▶ [YOUR OBJECTIVE] Show each line from the records below in which the word "strawberry" occurs.

════════════════

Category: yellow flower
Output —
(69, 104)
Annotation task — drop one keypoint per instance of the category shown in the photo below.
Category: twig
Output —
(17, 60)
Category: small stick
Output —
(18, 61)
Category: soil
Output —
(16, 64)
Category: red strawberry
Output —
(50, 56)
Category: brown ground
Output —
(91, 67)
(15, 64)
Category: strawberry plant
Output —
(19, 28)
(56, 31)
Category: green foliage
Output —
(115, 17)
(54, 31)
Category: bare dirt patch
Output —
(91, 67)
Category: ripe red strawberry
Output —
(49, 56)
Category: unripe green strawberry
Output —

════════════════

▶ [ANSWER SPACE]
Category: red strawberry
Category: strawberry plant
Category: ripe red strawberry
Category: unripe green strawberry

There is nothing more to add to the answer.